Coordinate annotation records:
┏━━
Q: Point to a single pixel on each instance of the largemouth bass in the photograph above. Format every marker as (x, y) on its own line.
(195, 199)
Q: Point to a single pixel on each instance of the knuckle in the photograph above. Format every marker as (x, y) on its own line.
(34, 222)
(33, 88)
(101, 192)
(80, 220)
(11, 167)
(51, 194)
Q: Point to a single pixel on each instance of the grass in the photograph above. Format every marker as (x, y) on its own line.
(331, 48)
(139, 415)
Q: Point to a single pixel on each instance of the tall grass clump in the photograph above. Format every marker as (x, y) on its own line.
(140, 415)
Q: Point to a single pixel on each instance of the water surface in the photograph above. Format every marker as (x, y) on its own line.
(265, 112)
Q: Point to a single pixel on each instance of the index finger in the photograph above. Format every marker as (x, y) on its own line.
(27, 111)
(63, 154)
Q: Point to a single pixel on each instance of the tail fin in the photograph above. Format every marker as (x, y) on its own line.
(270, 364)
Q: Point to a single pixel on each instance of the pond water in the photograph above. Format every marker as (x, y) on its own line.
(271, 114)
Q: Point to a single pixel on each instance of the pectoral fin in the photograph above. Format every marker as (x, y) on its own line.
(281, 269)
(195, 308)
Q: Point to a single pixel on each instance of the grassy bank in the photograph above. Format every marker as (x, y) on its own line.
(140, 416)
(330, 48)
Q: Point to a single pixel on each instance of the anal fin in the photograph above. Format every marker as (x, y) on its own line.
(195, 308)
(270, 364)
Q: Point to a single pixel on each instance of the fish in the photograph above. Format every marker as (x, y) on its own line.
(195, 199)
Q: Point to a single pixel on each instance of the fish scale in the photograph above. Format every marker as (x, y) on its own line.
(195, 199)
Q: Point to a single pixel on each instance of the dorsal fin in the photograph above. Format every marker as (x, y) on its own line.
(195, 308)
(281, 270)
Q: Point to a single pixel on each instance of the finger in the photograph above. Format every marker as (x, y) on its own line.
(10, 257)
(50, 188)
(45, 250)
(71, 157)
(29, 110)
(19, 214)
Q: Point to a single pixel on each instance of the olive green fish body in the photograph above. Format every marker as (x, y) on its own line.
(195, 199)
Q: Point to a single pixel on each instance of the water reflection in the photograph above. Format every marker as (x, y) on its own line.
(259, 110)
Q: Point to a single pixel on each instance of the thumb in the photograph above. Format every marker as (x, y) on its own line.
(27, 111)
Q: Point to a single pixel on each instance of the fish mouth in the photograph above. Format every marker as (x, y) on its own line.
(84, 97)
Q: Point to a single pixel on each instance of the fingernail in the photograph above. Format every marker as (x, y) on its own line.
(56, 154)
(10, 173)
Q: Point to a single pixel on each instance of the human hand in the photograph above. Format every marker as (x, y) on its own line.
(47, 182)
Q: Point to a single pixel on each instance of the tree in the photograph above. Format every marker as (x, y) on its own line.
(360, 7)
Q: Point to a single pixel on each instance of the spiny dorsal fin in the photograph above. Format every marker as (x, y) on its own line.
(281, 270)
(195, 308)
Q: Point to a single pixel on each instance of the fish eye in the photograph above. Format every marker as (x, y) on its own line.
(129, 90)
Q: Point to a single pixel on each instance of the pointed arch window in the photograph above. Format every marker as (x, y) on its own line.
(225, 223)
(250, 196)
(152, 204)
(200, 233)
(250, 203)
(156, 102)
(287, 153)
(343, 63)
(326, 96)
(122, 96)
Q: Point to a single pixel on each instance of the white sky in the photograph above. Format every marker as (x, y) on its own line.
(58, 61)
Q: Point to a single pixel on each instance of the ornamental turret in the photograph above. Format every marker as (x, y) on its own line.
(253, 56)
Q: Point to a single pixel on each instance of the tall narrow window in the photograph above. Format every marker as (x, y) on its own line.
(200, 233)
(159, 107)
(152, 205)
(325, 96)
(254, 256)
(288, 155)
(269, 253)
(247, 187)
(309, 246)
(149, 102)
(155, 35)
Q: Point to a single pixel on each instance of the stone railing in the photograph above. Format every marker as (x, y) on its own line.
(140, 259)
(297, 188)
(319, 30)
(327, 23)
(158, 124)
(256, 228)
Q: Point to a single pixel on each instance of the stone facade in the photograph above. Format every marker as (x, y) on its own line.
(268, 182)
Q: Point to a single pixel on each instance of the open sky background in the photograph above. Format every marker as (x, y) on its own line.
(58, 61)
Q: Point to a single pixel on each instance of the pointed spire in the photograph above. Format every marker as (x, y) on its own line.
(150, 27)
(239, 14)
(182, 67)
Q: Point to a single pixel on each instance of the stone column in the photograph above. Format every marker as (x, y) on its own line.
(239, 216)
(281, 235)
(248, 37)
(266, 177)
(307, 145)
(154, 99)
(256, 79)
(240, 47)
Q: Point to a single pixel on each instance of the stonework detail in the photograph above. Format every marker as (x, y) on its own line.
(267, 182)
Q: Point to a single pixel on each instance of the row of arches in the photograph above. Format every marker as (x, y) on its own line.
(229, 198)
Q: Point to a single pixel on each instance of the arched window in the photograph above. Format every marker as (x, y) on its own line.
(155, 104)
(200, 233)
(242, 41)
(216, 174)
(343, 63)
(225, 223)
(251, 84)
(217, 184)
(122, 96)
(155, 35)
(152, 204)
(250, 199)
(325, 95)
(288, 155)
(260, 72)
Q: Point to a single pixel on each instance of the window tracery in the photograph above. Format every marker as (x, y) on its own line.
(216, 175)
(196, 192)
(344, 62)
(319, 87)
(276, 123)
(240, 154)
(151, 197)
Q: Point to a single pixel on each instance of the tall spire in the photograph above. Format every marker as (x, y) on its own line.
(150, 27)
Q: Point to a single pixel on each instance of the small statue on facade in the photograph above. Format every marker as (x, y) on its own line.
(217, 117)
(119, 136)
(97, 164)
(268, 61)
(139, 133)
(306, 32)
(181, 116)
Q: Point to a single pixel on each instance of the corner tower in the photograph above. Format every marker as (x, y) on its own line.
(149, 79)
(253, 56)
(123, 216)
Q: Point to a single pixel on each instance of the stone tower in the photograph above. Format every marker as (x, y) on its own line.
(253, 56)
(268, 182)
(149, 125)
┗━━
> _Set exercise_:
Can you quote exactly the lines from the one containing "the stone facade" through the last line of the records above, and nothing else?

> _Correct answer_:
Q: Point to a single pixel on each instance of the stone facade in the photograph above. Format every marker as (x, y) on its own line.
(268, 182)
Q: Point to a single pixel on each instance of the open sky background in the photograph above. Format every marker as (x, y) on its own line.
(58, 61)
Q: Point to a single pixel on each instance of the pointed spire in the photograph above. Format every marker as (x, y) on its own line.
(150, 27)
(239, 14)
(182, 67)
Q: Point to a single pixel on each instance of the stone column in the photograph above. Format every marker as (x, y) on its own line.
(239, 216)
(281, 235)
(248, 37)
(266, 177)
(307, 145)
(154, 99)
(256, 79)
(240, 47)
Q: Point to a single pixel on each instance of the stonework detail in the photograph above. Format every marker as (x, y) on its own line.
(267, 182)
Q: Point to a single pixel on each instance of the row of arches in the photograph above. Format every marker as (x, y) on its own line.
(229, 198)
Q: Point to a single pixel on each instance of the arched window in the photograph above. Format every marker as (x, y) on its own line.
(155, 104)
(200, 233)
(242, 41)
(216, 174)
(343, 63)
(225, 223)
(251, 84)
(217, 184)
(122, 96)
(155, 35)
(152, 204)
(250, 199)
(325, 95)
(288, 155)
(260, 72)
Q: Point to a single pixel on each instance of the window tracery in the photograph above. Format every marker as (x, y) on its own line.
(216, 175)
(196, 192)
(344, 62)
(319, 87)
(276, 123)
(240, 154)
(151, 197)
Q: Point to a single pixel on each instance of the tall spire in the photograph above. Format every marker as (x, y) on its own line.
(150, 27)
Q: Point to a single pixel on each instance of the small statue on facade in the photograph above. Format every marker as (x, y) on its own line.
(217, 117)
(119, 136)
(97, 164)
(268, 61)
(139, 133)
(306, 32)
(181, 116)
Q: Point to a single pixel on each instance of the corner tower in the photograph above. Format every marker as (x, y) on its own line.
(149, 79)
(253, 56)
(123, 216)
Q: Point to a single pixel on each instance of the stone tower in the photograph above. Format every marker as (x, y) on its own line.
(253, 56)
(268, 182)
(149, 125)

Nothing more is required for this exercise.